>> start Input for this task

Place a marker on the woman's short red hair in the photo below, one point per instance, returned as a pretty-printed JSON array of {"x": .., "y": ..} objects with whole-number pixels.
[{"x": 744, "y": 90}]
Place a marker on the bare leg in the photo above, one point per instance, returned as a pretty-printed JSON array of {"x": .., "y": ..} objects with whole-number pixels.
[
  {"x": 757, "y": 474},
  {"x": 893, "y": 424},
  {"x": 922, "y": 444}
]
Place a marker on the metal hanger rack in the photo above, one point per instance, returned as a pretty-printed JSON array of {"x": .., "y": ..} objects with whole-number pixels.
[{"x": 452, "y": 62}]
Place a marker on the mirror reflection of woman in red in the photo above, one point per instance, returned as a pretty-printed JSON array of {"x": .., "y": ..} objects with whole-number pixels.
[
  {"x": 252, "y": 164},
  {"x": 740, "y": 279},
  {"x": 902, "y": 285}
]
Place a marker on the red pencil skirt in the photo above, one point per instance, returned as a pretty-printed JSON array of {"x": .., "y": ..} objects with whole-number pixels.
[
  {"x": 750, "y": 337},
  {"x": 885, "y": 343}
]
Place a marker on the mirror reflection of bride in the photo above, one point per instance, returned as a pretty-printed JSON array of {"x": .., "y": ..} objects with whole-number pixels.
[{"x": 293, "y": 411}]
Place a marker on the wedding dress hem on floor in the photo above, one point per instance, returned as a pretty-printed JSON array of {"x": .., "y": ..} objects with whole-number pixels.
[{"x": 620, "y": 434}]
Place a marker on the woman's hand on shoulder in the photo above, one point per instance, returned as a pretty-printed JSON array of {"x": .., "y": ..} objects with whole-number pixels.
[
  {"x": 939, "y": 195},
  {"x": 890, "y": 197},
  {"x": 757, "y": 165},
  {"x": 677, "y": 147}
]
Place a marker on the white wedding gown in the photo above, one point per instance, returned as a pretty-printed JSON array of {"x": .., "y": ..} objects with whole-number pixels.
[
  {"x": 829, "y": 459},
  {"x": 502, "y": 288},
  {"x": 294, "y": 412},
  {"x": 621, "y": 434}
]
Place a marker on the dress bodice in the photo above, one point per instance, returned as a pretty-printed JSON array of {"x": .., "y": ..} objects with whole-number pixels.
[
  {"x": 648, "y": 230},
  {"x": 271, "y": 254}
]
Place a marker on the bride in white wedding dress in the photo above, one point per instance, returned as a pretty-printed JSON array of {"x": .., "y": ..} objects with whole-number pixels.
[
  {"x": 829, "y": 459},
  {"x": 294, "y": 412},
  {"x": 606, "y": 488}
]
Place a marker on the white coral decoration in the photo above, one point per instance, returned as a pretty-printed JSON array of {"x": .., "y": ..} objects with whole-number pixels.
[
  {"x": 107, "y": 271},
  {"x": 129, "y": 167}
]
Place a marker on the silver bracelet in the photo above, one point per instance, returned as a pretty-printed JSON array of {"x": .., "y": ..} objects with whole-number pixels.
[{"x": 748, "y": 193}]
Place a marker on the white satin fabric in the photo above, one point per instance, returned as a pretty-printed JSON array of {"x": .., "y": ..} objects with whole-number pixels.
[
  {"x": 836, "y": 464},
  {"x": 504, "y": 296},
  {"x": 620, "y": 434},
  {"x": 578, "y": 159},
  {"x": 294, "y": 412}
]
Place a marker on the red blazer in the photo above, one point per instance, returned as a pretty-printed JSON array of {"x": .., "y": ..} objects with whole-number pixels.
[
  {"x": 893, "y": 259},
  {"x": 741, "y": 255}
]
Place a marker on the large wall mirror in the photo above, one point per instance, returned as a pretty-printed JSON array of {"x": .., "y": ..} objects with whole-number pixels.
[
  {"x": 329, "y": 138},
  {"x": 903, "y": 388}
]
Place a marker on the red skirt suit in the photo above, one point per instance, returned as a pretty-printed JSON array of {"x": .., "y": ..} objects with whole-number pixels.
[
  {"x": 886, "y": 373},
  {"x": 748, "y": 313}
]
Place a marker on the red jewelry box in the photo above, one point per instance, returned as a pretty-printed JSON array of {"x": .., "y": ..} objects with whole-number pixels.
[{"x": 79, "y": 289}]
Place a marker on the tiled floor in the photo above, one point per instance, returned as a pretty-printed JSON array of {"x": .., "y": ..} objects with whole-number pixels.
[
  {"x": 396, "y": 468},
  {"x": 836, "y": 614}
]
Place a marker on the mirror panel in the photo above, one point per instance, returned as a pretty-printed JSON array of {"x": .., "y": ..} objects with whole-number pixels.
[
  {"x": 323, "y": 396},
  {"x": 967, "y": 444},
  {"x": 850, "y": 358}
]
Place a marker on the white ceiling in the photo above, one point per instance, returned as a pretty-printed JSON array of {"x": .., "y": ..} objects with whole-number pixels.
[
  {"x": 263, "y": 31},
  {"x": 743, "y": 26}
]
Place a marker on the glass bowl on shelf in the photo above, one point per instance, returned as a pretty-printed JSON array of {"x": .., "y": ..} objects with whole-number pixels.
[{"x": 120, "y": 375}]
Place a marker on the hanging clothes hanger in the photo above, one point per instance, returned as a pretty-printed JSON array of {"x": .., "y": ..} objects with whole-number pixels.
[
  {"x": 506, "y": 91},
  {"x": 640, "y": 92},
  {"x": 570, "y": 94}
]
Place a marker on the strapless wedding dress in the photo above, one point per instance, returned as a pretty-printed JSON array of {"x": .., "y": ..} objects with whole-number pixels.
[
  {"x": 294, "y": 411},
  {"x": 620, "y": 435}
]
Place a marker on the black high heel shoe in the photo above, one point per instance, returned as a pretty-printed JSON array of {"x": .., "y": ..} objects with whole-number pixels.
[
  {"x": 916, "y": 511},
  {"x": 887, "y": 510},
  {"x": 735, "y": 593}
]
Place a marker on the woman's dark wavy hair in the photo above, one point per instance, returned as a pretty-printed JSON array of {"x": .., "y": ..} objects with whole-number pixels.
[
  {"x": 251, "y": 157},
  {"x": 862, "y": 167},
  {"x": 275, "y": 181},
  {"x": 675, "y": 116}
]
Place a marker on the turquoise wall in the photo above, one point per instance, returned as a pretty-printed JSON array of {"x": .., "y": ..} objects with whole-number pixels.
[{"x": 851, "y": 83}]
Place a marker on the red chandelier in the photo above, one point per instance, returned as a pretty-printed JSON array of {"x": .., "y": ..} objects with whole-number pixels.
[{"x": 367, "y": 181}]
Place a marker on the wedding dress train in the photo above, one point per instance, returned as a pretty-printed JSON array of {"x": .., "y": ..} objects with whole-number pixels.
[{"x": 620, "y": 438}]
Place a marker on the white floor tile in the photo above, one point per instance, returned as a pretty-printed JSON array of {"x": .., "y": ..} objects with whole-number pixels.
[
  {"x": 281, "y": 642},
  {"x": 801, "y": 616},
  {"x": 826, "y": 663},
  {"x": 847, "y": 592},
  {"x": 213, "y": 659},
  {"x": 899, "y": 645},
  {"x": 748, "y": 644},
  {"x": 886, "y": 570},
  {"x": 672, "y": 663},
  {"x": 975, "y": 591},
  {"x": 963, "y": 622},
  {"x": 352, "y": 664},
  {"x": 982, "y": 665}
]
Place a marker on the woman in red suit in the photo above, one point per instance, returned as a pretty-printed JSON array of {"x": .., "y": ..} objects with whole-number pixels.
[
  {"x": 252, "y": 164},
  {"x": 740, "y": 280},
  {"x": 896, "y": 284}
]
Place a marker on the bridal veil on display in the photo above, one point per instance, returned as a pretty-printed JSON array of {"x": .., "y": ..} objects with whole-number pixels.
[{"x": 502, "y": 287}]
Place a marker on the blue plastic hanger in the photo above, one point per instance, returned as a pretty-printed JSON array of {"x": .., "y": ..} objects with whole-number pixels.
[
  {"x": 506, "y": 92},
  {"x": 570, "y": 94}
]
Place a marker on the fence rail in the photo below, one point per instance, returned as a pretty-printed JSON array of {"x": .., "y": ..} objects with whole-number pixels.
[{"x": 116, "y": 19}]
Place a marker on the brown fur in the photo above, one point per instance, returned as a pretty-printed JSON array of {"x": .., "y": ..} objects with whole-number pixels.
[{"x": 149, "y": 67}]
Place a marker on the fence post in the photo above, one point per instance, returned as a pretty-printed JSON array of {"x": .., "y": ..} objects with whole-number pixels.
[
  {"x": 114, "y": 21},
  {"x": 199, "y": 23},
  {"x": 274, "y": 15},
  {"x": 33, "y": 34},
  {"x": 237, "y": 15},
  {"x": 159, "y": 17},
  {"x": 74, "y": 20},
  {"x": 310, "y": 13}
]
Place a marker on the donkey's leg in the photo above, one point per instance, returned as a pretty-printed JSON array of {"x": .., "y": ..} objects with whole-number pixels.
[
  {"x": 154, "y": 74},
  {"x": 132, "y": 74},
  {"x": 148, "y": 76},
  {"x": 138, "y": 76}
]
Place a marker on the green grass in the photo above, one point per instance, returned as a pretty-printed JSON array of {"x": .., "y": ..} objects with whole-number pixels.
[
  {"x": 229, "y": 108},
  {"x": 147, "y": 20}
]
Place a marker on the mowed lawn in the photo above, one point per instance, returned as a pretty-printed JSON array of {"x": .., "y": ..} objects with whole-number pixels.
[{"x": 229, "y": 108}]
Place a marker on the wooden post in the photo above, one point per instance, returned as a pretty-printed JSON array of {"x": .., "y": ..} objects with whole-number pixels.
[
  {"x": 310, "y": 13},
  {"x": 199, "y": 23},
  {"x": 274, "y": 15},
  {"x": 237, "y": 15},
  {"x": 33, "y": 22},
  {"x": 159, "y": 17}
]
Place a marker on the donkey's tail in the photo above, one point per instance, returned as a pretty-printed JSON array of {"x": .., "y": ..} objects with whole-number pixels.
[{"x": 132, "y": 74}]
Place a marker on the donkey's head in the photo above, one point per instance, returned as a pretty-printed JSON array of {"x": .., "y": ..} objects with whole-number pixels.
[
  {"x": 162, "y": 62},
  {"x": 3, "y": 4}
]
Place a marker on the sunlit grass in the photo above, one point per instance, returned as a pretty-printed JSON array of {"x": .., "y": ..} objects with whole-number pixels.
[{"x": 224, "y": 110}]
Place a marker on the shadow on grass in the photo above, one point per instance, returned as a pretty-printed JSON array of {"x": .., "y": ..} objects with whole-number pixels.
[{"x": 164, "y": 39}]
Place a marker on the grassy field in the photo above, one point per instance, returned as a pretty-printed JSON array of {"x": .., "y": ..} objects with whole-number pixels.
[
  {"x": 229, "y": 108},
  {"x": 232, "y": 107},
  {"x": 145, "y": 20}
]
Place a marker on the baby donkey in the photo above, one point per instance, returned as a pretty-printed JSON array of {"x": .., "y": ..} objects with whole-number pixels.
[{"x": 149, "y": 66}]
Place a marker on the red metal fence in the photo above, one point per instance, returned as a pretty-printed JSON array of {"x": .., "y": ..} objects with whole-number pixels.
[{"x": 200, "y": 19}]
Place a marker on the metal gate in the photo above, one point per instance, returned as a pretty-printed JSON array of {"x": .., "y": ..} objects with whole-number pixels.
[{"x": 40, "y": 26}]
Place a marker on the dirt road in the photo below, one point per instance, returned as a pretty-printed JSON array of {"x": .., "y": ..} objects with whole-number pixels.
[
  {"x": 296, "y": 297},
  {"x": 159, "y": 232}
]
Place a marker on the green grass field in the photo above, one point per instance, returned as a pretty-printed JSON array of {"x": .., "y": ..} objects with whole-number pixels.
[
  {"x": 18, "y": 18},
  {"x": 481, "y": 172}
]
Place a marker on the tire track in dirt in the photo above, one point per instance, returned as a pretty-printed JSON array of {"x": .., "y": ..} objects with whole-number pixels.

>> end Input for this task

* _Task goal_: Take the line with "Place a marker on the dirt" and all lines after it to the last line, and reproduce them exactly.

* _Completed task_:
Place a marker on the dirt road in the photo below, one point per instance, returned as a pretty-printed JSON array of {"x": .., "y": ..} objects with whole-number pixels.
[
  {"x": 296, "y": 297},
  {"x": 159, "y": 232}
]
Place a marker on the green grass field in the photo above, one point per instance, returned as a pretty-printed JSON array of {"x": .., "y": ..} objects with whole-number pixels.
[
  {"x": 18, "y": 18},
  {"x": 481, "y": 172}
]
Place a marker on the tire track in dirt in the photo above, one point per instance, returned as a pretty-printed JSON array of {"x": .., "y": ..} objects with whole-number pixels.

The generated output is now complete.